━━━ Given entries
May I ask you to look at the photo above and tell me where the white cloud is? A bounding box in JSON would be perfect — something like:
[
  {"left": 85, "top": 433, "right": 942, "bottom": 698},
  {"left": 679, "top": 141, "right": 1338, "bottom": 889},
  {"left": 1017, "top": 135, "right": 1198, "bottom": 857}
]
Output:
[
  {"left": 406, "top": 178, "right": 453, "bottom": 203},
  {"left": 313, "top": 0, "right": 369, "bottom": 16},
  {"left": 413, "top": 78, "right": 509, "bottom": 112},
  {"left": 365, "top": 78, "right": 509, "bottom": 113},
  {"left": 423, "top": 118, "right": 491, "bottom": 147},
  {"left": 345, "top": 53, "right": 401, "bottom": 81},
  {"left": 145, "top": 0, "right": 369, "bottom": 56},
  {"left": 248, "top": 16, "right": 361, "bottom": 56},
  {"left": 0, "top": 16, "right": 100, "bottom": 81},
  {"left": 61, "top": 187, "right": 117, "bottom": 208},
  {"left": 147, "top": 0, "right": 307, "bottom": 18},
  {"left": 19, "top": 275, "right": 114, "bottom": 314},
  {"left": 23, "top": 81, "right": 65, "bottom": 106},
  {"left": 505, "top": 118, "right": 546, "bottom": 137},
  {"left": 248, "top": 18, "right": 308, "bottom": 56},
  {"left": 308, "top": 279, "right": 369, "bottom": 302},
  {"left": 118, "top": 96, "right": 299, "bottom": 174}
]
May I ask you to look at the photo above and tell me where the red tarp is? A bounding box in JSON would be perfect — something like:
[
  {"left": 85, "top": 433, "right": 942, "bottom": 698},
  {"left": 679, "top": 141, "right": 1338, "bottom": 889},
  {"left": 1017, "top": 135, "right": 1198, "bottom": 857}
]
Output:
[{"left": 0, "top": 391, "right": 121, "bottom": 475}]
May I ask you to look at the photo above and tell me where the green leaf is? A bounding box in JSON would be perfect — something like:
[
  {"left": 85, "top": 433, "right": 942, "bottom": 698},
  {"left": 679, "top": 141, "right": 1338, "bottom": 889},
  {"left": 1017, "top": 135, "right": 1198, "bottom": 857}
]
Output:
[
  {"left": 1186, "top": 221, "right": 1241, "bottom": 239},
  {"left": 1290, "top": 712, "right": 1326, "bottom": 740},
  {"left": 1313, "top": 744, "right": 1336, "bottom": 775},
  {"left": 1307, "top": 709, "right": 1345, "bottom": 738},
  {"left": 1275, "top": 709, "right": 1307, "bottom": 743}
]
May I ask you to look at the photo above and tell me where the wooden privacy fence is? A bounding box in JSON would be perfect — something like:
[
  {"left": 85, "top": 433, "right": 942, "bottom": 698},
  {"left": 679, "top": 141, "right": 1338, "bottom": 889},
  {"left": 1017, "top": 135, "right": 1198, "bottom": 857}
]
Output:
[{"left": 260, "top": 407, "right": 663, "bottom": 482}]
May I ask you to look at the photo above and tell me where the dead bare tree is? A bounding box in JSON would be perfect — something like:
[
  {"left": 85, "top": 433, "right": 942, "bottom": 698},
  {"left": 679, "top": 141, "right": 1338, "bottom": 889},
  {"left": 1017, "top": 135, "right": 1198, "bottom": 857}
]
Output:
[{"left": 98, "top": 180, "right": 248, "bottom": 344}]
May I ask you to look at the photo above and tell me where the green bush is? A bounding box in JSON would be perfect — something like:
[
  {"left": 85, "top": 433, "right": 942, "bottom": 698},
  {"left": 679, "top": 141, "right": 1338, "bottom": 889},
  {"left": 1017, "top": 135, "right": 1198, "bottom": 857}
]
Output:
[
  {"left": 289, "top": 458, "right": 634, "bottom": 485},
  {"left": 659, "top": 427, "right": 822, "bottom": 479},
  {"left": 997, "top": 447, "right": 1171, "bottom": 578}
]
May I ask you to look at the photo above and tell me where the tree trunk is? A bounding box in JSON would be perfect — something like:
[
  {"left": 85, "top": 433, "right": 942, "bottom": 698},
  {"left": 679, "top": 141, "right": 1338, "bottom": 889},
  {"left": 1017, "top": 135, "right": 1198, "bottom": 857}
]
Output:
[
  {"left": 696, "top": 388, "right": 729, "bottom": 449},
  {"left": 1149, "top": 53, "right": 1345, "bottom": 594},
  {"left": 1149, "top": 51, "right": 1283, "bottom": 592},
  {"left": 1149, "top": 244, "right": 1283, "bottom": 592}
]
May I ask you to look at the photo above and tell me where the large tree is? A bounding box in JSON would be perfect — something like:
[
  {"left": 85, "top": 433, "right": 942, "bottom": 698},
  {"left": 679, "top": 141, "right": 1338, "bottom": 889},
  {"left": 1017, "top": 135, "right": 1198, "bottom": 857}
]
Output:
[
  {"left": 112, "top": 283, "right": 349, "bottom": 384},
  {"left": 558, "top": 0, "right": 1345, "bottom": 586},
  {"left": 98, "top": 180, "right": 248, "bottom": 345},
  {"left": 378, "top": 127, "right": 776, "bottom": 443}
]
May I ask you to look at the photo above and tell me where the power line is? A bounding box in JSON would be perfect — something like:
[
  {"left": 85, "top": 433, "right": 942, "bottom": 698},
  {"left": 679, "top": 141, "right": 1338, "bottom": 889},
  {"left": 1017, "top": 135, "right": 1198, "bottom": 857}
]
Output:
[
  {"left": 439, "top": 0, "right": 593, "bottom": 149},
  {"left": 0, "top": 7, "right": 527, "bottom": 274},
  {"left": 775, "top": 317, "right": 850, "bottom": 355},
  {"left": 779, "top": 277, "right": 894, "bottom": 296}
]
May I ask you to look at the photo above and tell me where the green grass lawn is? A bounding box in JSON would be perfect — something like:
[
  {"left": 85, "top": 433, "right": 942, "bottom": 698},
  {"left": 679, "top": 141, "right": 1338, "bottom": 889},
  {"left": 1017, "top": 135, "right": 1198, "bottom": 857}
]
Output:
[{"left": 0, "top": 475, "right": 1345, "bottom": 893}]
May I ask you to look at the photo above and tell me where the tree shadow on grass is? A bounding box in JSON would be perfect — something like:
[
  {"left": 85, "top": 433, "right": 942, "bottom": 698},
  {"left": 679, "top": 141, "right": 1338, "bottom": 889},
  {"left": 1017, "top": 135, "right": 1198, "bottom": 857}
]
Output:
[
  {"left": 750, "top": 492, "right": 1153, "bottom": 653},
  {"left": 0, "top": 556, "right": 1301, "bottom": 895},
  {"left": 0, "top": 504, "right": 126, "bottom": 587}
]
━━━━━━
Repeat the lines from the one containing "where the power" through the end of the listing, exactly and without any other lines; both ends are included.

▸ **Output**
May I ask you to look at the photo above and tell me where the power line is? A bounding box in JSON would be perfect — something like:
[
  {"left": 85, "top": 433, "right": 942, "bottom": 698},
  {"left": 679, "top": 141, "right": 1338, "bottom": 889},
  {"left": 1017, "top": 135, "right": 1198, "bottom": 857}
]
Output:
[
  {"left": 439, "top": 0, "right": 593, "bottom": 149},
  {"left": 0, "top": 7, "right": 527, "bottom": 274},
  {"left": 775, "top": 317, "right": 850, "bottom": 355},
  {"left": 779, "top": 277, "right": 894, "bottom": 296}
]
May I ask you to look at the photo above and tell me where the green grass lawn is? A bounding box in JSON would be perfect — something like:
[
  {"left": 85, "top": 433, "right": 942, "bottom": 698},
  {"left": 679, "top": 141, "right": 1338, "bottom": 889},
  {"left": 1017, "top": 135, "right": 1198, "bottom": 857}
]
Output:
[{"left": 0, "top": 475, "right": 1345, "bottom": 893}]
May I ask you to look at the photo above and tell me where the tree shadow on grass is? A bounding box in JSON would be perfect — something like:
[
  {"left": 85, "top": 433, "right": 942, "bottom": 698},
  {"left": 679, "top": 141, "right": 1338, "bottom": 889},
  {"left": 1017, "top": 135, "right": 1198, "bottom": 857}
]
Output:
[
  {"left": 750, "top": 492, "right": 1153, "bottom": 653},
  {"left": 0, "top": 556, "right": 1301, "bottom": 895},
  {"left": 0, "top": 504, "right": 126, "bottom": 587}
]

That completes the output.